→ **The problem**: Locate every line in the data below that contains the word "wall", and copy each of those lines. Case counts.

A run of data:
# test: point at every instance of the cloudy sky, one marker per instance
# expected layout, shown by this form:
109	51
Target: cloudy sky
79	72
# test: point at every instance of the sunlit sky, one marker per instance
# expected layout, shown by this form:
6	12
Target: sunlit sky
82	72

* * *

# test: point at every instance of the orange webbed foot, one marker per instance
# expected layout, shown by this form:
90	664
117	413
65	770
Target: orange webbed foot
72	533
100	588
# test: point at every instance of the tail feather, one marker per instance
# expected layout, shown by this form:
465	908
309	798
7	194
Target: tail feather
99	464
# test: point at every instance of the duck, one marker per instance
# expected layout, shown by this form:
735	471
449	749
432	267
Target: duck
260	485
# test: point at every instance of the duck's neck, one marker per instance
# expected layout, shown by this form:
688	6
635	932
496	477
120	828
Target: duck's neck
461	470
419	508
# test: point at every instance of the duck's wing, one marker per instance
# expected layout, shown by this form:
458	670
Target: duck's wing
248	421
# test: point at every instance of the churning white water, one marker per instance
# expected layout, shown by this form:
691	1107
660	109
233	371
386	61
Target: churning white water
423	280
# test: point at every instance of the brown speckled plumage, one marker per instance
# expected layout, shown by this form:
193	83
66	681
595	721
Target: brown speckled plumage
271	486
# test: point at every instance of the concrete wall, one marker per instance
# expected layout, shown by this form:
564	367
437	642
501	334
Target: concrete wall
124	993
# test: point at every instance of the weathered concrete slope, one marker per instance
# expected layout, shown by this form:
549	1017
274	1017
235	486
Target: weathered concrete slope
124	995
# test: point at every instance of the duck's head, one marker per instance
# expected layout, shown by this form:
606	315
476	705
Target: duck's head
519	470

→ **Result of this task**:
# test: point at every instance of the concrete wall, one marker per instance
Target: concrete wall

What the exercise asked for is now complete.